> **WHAT TO DO**
Take everything from the start of the entries below down to the line with "All paths have fill-rule evenodd." and write it as a JSON list of strings, one string per line, skipping blank lines.

[START DATA SECTION]

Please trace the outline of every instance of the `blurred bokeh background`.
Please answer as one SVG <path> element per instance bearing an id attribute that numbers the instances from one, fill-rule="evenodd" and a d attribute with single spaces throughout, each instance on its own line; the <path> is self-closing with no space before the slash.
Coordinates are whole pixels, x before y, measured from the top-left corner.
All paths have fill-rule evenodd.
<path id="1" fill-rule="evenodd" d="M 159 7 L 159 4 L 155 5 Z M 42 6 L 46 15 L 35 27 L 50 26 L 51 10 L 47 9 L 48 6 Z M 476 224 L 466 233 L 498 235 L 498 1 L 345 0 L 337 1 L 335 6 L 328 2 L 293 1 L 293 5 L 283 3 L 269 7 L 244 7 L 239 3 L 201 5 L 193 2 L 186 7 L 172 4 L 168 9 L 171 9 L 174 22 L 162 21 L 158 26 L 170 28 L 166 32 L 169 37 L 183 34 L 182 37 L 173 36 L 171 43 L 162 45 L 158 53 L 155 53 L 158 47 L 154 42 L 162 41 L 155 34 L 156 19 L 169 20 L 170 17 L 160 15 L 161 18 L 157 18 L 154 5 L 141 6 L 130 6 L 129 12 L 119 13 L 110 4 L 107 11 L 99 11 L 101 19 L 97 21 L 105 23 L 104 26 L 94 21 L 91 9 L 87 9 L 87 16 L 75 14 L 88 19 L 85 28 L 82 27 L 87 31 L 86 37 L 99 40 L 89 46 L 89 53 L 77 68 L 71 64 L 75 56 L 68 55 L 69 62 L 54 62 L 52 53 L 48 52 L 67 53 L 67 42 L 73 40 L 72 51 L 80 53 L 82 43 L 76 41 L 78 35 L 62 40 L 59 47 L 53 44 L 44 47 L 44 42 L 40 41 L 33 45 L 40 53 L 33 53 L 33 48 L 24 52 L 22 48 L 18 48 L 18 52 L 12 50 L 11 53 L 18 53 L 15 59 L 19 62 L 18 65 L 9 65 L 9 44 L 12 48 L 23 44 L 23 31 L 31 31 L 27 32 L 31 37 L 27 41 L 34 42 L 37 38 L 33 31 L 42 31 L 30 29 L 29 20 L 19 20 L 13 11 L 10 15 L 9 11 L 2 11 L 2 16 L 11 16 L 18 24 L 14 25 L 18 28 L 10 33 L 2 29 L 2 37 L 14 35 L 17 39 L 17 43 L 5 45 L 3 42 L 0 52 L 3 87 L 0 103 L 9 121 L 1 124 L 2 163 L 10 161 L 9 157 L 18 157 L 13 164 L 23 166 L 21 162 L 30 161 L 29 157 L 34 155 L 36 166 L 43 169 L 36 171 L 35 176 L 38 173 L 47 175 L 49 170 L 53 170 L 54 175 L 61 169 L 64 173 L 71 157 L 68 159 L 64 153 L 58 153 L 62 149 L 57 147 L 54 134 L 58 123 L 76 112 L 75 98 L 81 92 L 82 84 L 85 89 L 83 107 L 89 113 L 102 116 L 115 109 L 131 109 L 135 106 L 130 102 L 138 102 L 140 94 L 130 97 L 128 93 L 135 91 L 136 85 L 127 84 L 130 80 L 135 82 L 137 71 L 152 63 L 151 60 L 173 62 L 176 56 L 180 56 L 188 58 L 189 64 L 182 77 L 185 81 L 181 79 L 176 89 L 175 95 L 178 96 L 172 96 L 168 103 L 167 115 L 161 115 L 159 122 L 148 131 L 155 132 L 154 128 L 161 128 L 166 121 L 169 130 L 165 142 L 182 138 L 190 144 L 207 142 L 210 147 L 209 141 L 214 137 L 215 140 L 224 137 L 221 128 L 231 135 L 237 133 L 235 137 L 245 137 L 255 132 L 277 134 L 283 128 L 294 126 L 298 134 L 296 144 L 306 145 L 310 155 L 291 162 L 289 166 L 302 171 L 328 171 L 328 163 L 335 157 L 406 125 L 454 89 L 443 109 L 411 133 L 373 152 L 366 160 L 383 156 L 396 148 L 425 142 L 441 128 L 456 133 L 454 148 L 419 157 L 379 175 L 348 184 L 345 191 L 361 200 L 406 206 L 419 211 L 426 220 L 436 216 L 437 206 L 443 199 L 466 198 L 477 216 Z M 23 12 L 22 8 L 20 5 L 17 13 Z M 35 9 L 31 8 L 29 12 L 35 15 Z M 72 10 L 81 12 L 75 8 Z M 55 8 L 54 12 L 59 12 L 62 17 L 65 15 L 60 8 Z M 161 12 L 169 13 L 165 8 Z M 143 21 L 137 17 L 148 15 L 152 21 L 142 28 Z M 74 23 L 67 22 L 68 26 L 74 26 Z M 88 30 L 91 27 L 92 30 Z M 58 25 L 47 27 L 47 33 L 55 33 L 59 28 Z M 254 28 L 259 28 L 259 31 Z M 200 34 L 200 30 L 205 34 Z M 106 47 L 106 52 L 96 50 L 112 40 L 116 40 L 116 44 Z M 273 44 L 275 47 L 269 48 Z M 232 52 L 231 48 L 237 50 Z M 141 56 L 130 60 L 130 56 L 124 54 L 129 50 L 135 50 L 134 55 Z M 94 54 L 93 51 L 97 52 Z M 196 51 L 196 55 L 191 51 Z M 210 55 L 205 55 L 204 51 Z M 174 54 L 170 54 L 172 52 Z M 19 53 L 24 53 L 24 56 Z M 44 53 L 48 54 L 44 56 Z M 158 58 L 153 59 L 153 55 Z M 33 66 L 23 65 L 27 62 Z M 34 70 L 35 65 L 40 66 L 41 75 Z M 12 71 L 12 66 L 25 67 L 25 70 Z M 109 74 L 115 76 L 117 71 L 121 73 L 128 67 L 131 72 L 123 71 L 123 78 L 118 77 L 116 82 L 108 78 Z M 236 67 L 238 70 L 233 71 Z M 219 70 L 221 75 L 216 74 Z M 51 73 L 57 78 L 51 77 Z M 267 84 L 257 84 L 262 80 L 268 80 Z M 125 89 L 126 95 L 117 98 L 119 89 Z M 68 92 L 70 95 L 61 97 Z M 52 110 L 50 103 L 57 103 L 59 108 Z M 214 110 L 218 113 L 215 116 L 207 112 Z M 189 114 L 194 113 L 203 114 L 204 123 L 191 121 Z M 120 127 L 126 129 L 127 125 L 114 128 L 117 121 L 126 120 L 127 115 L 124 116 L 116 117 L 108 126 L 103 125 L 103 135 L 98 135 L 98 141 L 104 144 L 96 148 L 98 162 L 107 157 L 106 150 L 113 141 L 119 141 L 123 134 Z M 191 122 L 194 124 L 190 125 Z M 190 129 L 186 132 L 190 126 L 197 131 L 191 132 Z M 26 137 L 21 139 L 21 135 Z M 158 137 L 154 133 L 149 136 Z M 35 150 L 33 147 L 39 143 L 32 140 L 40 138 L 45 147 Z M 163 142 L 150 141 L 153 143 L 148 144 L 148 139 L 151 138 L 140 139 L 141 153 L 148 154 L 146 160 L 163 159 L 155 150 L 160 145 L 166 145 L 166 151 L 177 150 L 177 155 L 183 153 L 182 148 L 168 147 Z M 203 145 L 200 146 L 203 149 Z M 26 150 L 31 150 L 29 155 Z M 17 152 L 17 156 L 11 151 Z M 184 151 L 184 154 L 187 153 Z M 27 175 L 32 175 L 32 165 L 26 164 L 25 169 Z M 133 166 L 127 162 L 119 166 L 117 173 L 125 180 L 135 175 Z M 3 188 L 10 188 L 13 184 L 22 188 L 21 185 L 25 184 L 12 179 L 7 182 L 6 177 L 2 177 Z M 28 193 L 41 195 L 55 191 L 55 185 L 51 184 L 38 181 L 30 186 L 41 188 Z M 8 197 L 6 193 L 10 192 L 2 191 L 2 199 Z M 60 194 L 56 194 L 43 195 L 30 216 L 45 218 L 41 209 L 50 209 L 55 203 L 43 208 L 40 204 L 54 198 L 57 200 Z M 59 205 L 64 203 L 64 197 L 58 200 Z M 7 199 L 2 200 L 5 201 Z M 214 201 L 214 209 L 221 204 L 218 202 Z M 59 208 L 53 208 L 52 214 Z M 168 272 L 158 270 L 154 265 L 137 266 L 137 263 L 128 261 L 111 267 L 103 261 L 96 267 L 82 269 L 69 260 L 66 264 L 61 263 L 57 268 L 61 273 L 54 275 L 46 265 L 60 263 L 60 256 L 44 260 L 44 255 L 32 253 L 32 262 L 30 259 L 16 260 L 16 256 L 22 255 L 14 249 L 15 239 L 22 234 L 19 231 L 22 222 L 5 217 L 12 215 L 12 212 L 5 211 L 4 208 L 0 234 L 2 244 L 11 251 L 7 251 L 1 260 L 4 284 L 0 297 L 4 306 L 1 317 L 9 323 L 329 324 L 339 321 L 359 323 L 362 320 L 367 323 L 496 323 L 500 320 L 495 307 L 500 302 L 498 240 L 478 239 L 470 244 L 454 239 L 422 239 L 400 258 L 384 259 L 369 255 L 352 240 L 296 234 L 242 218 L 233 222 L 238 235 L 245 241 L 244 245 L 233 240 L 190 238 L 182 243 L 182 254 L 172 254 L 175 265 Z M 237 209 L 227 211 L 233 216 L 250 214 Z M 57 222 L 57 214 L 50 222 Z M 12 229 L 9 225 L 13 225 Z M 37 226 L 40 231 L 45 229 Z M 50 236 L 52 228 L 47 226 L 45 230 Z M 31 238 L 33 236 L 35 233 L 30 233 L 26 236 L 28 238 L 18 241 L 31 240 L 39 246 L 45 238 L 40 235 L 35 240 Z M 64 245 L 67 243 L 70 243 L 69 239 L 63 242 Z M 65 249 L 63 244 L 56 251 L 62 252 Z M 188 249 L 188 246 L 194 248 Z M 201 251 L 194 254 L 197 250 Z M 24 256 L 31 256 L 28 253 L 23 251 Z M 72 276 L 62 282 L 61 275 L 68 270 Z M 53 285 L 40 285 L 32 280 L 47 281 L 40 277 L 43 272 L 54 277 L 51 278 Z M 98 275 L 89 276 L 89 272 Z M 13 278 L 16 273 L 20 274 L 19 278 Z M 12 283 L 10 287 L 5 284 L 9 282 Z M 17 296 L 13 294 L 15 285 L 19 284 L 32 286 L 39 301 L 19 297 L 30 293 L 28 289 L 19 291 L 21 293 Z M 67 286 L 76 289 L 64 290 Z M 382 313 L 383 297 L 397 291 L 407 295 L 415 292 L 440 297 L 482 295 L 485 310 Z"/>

[END DATA SECTION]

> **FULL RESPONSE**
[
  "Please trace the outline of every instance of the `blurred bokeh background`.",
  "Please answer as one SVG <path> element per instance bearing an id attribute that numbers the instances from one, fill-rule=\"evenodd\" and a d attribute with single spaces throughout, each instance on its own line; the <path> is self-closing with no space before the slash.",
  "Coordinates are whole pixels, x before y, measured from the top-left corner.",
  "All paths have fill-rule evenodd."
]